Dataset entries
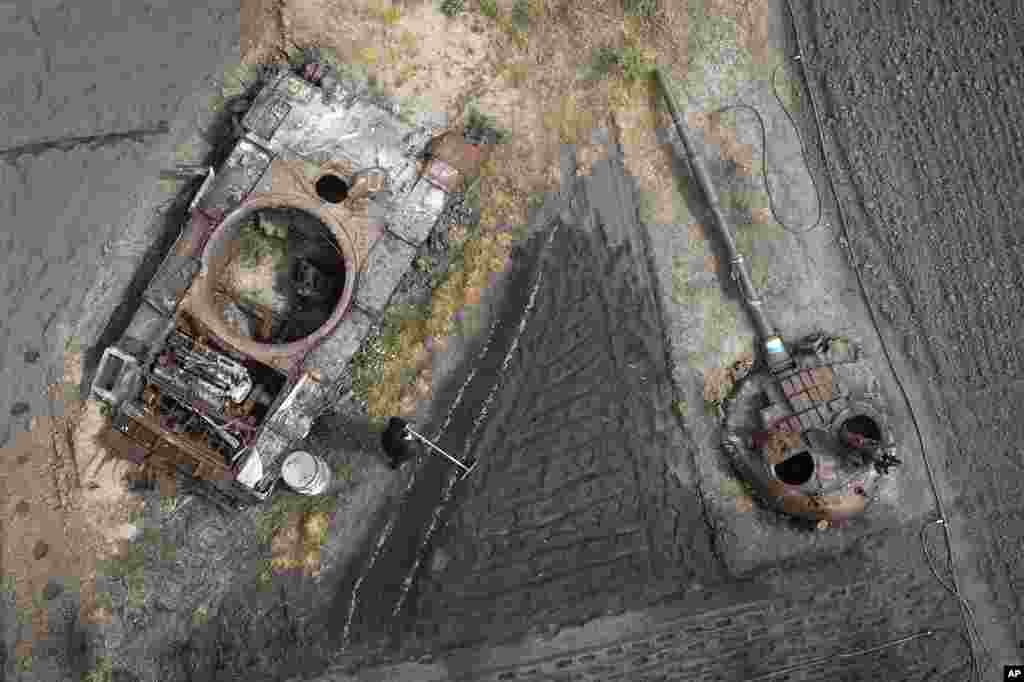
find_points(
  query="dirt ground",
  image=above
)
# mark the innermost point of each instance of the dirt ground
(213, 606)
(67, 510)
(919, 107)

* [YOUR TASK]:
Start copying at the line that contains "image=above" and stop after the last line of the records, keeping every line exactly.

* [EXPECTED ANSWER]:
  image=above
)
# mark the innermost point of each instance of the dirt ground
(213, 606)
(67, 510)
(919, 107)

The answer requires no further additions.